[ASSIGNMENT]
Quote the listing in full, exactly as given, minus any pictures.

[RECORD EXCERPTS]
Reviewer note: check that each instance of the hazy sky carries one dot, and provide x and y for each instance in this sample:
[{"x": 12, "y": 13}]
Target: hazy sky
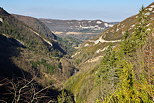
[{"x": 106, "y": 10}]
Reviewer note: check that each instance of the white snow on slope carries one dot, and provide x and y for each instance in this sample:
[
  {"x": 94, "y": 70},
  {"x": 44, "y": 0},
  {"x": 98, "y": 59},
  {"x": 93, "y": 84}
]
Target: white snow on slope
[
  {"x": 101, "y": 50},
  {"x": 99, "y": 22},
  {"x": 94, "y": 59},
  {"x": 100, "y": 40}
]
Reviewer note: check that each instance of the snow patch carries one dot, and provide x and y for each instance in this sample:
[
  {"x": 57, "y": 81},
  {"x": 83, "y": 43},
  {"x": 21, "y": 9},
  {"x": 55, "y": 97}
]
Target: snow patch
[
  {"x": 99, "y": 22},
  {"x": 94, "y": 59},
  {"x": 100, "y": 40}
]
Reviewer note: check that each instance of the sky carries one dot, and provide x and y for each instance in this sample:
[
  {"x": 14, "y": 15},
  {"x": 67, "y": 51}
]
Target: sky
[{"x": 106, "y": 10}]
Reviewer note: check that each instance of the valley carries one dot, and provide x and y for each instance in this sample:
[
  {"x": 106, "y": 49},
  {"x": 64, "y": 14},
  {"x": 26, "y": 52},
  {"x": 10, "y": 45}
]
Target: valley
[{"x": 77, "y": 61}]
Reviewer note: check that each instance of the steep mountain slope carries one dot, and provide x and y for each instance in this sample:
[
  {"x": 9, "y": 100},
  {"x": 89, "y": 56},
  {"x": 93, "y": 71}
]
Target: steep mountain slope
[
  {"x": 119, "y": 48},
  {"x": 35, "y": 53},
  {"x": 81, "y": 30}
]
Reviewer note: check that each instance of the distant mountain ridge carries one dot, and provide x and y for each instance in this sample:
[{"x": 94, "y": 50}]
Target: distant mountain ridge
[{"x": 80, "y": 29}]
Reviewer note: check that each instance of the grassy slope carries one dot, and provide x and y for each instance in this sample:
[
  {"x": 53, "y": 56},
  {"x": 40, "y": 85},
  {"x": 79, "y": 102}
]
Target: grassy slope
[{"x": 84, "y": 84}]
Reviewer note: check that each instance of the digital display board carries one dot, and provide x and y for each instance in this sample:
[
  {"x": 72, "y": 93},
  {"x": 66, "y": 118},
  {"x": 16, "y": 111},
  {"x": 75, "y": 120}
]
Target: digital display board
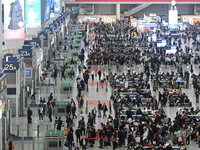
[
  {"x": 170, "y": 49},
  {"x": 33, "y": 13},
  {"x": 26, "y": 53},
  {"x": 28, "y": 73},
  {"x": 10, "y": 67},
  {"x": 47, "y": 10},
  {"x": 161, "y": 42},
  {"x": 14, "y": 19}
]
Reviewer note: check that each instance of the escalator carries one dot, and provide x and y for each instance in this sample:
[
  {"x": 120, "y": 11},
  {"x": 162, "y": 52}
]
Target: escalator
[{"x": 135, "y": 10}]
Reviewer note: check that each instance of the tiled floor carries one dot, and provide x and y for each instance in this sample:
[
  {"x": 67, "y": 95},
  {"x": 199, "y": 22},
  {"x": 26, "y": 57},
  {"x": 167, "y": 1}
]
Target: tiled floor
[{"x": 92, "y": 95}]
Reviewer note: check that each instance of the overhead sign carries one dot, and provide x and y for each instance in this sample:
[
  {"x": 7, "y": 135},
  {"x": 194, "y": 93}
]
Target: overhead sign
[
  {"x": 26, "y": 53},
  {"x": 10, "y": 66},
  {"x": 33, "y": 13},
  {"x": 14, "y": 19},
  {"x": 47, "y": 10},
  {"x": 48, "y": 30},
  {"x": 35, "y": 42},
  {"x": 43, "y": 35}
]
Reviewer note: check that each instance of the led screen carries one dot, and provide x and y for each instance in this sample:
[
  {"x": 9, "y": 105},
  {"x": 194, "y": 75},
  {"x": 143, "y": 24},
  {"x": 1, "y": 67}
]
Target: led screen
[{"x": 33, "y": 13}]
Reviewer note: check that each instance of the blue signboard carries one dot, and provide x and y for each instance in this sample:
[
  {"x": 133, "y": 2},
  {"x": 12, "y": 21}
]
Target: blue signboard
[
  {"x": 26, "y": 53},
  {"x": 55, "y": 25},
  {"x": 33, "y": 13},
  {"x": 47, "y": 10},
  {"x": 55, "y": 7},
  {"x": 35, "y": 42},
  {"x": 48, "y": 30},
  {"x": 43, "y": 35},
  {"x": 10, "y": 66}
]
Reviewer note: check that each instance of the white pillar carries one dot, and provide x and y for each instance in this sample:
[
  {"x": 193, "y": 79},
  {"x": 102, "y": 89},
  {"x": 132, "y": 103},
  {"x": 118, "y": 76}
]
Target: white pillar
[
  {"x": 17, "y": 95},
  {"x": 1, "y": 141},
  {"x": 118, "y": 11}
]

[RESULT OF THIS TASK]
Reviewer note: check that each instance of the hazy sky carries one dot, and provide x and y for each instance in this sample:
[{"x": 12, "y": 13}]
Target: hazy sky
[{"x": 106, "y": 10}]
Reviewer note: check that each instance of the white snow on slope carries one dot, and provide x and y for each instance in this sample:
[
  {"x": 94, "y": 70},
  {"x": 44, "y": 0},
  {"x": 98, "y": 59},
  {"x": 93, "y": 84}
]
Target: white snow on slope
[
  {"x": 101, "y": 50},
  {"x": 99, "y": 22},
  {"x": 94, "y": 59},
  {"x": 100, "y": 40}
]
Reviewer note: check that each instance of the snow patch carries one dot, and provide x and y for each instance in this sample:
[
  {"x": 57, "y": 81},
  {"x": 83, "y": 43},
  {"x": 21, "y": 9},
  {"x": 55, "y": 97}
]
Target: snow patch
[
  {"x": 99, "y": 22},
  {"x": 94, "y": 59},
  {"x": 100, "y": 40}
]
Reviewer note: check that each instance of the sky carries one dot, and provide x and y for each instance in this sample:
[
  {"x": 14, "y": 15},
  {"x": 67, "y": 51}
]
Target: sky
[{"x": 106, "y": 10}]
Reviewer note: check that each instance of the valley carries one dot, and provide x and y for each instance in this sample:
[
  {"x": 106, "y": 49},
  {"x": 64, "y": 14},
  {"x": 26, "y": 52},
  {"x": 10, "y": 45}
]
Target: valley
[{"x": 77, "y": 61}]
Reviewer note: check that each instance of the steep mountain slope carries one dot, and provide x and y for each instance in this sample:
[
  {"x": 9, "y": 100},
  {"x": 89, "y": 56},
  {"x": 93, "y": 71}
]
Target: steep mountain slope
[
  {"x": 119, "y": 48},
  {"x": 35, "y": 53},
  {"x": 81, "y": 30}
]
Reviewer note: check that each instance of the distant mountain ridge carries one dot, and provide x and y for each instance in this sample:
[{"x": 94, "y": 50}]
Target: distant mountain ridge
[{"x": 80, "y": 29}]
Reviewer note: check that each instance of the grassy slope carries one dot, and provide x and y for each instance in this sample:
[
  {"x": 53, "y": 56},
  {"x": 40, "y": 85},
  {"x": 79, "y": 102}
]
Target: grassy slope
[{"x": 84, "y": 84}]
Reviewer note: check that each instance of the digital display board carries one dot, and provide x and y for each instance in this sample:
[
  {"x": 72, "y": 93},
  {"x": 66, "y": 118},
  {"x": 16, "y": 111},
  {"x": 75, "y": 120}
]
Target: digital display board
[
  {"x": 170, "y": 49},
  {"x": 33, "y": 13},
  {"x": 26, "y": 53},
  {"x": 28, "y": 73},
  {"x": 10, "y": 67},
  {"x": 47, "y": 10},
  {"x": 161, "y": 42},
  {"x": 14, "y": 19}
]
Reviewer note: check that each instance of the escalator carries one dot, and provide x and y for each instance in this sample:
[
  {"x": 120, "y": 11},
  {"x": 162, "y": 52}
]
Target: escalator
[{"x": 135, "y": 10}]
Reviewer note: check that each instance of the tiled floor carries one dot, and provide x and y for each instance in this sample:
[
  {"x": 67, "y": 95},
  {"x": 199, "y": 22},
  {"x": 26, "y": 57},
  {"x": 167, "y": 1}
]
Target: tiled floor
[{"x": 92, "y": 95}]
Reviewer note: check that each instance of the overhead sign carries one dot, and provide x and y for each instance in this sample:
[
  {"x": 7, "y": 135},
  {"x": 194, "y": 93}
]
Target: overhead sign
[
  {"x": 26, "y": 53},
  {"x": 10, "y": 66},
  {"x": 33, "y": 13},
  {"x": 14, "y": 19},
  {"x": 47, "y": 10},
  {"x": 48, "y": 30},
  {"x": 35, "y": 42},
  {"x": 43, "y": 35}
]
Reviewer note: check that each instance of the led screen carries one dot, and provide x and y for each instance in this sample:
[
  {"x": 9, "y": 105},
  {"x": 194, "y": 75},
  {"x": 143, "y": 24},
  {"x": 1, "y": 67}
]
Target: led screen
[{"x": 33, "y": 13}]
Reviewer note: check that each instance of the blue signboard carries one dot, and provide x and y for each instance in this sample:
[
  {"x": 133, "y": 2},
  {"x": 12, "y": 21}
]
Target: blue signboard
[
  {"x": 26, "y": 53},
  {"x": 55, "y": 25},
  {"x": 33, "y": 13},
  {"x": 47, "y": 10},
  {"x": 55, "y": 7},
  {"x": 35, "y": 42},
  {"x": 48, "y": 30},
  {"x": 43, "y": 35},
  {"x": 10, "y": 66}
]
Reviewer note: check that each instance of the white pillar carries one dot, and provide x and y for each instance in this sample:
[
  {"x": 193, "y": 79},
  {"x": 102, "y": 89},
  {"x": 132, "y": 103},
  {"x": 118, "y": 76}
]
Target: white pillar
[
  {"x": 17, "y": 95},
  {"x": 1, "y": 141},
  {"x": 118, "y": 11}
]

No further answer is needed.